__What the task requires__.
Each line of the listing below containing the word "window" should be returned.

-*-

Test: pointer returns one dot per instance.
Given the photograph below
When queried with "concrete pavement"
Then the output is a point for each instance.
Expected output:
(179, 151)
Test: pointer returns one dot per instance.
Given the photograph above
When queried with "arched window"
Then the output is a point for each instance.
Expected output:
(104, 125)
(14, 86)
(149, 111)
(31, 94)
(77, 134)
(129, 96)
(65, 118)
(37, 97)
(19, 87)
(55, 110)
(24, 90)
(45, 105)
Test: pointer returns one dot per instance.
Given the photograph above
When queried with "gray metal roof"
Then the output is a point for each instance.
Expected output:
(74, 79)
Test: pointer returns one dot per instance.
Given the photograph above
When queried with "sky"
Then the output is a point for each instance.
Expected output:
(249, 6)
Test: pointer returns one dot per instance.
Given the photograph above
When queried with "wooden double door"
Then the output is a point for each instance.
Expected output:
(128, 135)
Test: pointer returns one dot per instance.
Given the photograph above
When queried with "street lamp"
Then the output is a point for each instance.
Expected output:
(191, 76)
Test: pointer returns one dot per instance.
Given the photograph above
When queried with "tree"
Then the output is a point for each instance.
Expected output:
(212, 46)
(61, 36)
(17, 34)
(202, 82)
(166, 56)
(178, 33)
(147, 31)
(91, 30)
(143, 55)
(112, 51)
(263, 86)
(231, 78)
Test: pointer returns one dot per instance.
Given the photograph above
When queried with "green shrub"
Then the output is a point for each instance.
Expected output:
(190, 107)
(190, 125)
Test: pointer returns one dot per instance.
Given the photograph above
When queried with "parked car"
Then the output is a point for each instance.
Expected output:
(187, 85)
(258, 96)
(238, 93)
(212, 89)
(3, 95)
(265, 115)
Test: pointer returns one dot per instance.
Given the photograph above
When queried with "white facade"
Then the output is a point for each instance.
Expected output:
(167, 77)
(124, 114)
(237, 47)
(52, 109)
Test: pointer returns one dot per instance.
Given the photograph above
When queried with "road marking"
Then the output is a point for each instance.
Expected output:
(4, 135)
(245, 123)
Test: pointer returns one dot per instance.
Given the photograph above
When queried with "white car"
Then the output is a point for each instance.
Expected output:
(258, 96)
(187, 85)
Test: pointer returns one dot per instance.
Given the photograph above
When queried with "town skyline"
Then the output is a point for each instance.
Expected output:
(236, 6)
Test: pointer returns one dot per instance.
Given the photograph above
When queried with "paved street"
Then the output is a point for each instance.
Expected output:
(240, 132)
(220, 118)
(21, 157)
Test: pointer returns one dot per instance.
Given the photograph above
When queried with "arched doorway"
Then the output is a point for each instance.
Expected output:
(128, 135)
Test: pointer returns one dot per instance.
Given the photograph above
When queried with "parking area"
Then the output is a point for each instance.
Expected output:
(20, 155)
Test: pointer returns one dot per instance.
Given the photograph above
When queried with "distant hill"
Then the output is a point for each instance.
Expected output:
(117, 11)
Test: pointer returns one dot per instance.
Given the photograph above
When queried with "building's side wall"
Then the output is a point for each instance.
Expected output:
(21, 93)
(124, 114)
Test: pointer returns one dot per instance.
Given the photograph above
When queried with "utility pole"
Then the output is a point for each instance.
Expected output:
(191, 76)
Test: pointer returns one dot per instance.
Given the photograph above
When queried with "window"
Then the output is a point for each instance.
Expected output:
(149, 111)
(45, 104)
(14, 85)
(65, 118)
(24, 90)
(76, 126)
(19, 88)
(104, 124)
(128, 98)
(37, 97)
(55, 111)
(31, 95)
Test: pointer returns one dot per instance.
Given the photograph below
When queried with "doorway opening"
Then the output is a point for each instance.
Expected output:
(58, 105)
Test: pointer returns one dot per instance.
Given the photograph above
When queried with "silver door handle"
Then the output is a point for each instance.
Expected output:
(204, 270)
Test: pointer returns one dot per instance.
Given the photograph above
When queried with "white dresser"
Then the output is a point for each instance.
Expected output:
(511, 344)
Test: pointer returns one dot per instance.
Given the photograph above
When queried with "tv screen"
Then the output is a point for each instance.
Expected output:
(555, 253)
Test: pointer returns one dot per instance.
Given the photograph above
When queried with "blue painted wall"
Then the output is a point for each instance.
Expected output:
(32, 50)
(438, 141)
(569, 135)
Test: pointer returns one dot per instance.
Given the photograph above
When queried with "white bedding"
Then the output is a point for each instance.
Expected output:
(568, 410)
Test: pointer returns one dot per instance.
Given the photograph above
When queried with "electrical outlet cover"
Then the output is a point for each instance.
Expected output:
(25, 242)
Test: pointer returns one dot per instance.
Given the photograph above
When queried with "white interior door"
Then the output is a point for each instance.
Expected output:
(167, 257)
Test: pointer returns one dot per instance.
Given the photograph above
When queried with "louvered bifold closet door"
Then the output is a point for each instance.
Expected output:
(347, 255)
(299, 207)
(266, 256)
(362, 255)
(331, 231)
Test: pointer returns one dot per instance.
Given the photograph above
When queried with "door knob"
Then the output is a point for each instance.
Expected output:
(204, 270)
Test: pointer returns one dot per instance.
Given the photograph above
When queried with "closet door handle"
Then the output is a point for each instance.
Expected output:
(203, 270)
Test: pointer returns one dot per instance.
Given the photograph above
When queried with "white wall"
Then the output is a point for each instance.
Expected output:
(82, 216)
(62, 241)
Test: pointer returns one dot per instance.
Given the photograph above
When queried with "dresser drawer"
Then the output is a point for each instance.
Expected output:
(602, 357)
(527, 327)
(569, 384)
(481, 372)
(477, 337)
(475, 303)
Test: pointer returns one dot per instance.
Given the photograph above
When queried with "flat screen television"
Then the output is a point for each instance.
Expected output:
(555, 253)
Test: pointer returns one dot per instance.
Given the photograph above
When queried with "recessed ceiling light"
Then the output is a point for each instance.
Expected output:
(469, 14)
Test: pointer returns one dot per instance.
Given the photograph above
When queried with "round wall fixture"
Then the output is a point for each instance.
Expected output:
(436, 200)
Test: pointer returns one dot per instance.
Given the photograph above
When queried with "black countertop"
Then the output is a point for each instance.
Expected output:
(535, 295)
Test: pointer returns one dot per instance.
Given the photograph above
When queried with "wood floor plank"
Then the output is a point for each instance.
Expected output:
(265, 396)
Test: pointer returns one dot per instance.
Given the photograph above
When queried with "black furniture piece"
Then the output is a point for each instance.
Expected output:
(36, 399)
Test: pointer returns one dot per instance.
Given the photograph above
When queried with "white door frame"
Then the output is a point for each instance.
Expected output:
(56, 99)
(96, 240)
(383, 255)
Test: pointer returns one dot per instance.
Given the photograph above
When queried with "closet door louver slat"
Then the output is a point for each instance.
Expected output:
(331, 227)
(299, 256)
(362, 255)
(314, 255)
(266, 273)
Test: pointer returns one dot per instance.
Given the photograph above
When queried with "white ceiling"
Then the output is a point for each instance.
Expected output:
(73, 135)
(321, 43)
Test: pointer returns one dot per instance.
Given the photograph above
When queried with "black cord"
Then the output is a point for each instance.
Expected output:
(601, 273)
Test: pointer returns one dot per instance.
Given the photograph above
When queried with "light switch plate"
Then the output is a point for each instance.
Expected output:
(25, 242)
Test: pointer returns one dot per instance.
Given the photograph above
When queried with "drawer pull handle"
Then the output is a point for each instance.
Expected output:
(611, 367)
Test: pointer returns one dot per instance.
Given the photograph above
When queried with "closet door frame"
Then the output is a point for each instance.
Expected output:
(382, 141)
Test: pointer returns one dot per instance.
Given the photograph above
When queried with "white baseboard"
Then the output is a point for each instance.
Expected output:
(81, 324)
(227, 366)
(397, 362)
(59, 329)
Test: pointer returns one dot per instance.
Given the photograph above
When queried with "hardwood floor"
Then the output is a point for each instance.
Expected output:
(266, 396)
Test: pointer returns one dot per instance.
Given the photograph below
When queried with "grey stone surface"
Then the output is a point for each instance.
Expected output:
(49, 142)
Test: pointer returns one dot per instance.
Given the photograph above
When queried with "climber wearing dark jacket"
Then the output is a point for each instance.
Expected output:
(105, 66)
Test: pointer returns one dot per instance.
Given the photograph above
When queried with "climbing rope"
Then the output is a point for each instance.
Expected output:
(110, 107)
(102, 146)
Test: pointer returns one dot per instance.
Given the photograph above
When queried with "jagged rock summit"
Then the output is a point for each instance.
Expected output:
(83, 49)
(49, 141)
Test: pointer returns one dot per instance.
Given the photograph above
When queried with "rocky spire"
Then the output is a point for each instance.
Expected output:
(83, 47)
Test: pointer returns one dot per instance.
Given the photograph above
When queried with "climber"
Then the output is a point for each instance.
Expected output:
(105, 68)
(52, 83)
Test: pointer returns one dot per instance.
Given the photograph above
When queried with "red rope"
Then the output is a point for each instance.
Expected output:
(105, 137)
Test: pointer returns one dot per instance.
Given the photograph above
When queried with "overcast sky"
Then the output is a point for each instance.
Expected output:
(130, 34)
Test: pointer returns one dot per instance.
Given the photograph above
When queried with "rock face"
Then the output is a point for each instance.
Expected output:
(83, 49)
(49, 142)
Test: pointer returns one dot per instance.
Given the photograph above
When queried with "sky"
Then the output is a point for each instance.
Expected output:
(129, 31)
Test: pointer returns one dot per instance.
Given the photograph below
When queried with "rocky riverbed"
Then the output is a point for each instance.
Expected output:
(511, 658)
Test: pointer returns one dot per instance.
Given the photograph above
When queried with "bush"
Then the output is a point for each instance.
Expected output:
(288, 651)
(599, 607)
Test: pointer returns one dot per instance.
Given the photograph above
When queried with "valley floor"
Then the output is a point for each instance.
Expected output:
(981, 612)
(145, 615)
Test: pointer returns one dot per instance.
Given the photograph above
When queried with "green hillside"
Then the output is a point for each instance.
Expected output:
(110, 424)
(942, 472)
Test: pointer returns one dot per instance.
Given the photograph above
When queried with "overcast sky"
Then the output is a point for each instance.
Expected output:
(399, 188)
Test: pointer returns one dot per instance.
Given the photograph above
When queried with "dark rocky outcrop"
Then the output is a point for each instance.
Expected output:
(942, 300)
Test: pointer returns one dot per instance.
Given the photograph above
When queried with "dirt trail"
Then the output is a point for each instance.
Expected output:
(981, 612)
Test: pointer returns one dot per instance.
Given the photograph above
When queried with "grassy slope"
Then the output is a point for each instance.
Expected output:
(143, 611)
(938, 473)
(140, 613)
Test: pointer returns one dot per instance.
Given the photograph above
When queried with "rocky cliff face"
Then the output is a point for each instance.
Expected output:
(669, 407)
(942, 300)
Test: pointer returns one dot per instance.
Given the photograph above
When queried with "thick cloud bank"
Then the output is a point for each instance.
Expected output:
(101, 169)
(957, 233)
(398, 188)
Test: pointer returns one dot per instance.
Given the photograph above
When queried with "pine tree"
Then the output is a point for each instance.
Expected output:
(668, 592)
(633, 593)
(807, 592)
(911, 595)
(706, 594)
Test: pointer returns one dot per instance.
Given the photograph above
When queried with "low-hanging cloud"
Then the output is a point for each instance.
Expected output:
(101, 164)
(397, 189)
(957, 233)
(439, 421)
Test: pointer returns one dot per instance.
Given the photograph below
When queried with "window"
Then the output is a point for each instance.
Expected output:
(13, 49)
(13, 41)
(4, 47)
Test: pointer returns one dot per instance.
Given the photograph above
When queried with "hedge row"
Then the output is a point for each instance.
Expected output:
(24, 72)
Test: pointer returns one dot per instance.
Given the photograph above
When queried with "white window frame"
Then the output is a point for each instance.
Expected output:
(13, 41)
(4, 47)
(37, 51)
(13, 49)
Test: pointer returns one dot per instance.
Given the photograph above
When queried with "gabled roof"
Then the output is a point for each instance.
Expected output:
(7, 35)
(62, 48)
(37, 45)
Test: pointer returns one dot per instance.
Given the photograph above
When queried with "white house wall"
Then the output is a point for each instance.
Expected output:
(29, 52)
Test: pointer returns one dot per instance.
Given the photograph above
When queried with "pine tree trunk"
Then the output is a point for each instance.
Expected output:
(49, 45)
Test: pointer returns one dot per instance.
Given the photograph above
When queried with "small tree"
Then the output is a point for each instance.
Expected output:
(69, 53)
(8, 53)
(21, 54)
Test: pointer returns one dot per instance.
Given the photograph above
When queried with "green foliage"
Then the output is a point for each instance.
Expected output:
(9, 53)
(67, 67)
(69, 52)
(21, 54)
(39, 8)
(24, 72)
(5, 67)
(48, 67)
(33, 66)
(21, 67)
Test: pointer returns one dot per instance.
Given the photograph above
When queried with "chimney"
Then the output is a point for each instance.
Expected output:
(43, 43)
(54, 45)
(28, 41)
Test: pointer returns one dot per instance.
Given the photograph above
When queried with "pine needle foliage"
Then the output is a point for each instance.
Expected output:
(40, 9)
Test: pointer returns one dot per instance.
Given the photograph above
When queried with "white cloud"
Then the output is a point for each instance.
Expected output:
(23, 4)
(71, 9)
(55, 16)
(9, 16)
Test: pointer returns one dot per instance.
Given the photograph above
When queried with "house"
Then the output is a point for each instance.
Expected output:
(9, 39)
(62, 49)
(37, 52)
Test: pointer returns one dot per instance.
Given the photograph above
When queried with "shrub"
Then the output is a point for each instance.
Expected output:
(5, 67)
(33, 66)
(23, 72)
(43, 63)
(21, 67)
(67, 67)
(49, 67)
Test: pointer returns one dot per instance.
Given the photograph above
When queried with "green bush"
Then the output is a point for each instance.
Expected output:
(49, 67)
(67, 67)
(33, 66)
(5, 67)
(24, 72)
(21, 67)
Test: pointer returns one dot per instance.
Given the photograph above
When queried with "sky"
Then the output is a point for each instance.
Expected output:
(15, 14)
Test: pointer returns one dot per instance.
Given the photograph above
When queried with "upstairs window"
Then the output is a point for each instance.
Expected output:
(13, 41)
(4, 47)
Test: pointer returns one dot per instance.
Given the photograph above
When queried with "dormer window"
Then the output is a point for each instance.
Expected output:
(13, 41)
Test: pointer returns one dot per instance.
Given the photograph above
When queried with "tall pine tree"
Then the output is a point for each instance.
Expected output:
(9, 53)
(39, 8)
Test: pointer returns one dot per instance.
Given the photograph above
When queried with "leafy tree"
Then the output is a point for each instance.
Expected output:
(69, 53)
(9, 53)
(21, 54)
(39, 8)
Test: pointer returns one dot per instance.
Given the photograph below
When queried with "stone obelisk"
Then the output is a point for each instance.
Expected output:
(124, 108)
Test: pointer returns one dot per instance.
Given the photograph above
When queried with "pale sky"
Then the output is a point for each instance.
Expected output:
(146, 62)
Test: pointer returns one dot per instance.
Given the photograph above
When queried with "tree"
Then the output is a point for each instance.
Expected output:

-*-

__Result for this task__.
When queried with "arched window"
When queried with "window"
When queried with "window"
When queried with "white window frame"
When queried with "upstairs window"
When queried with "dormer window"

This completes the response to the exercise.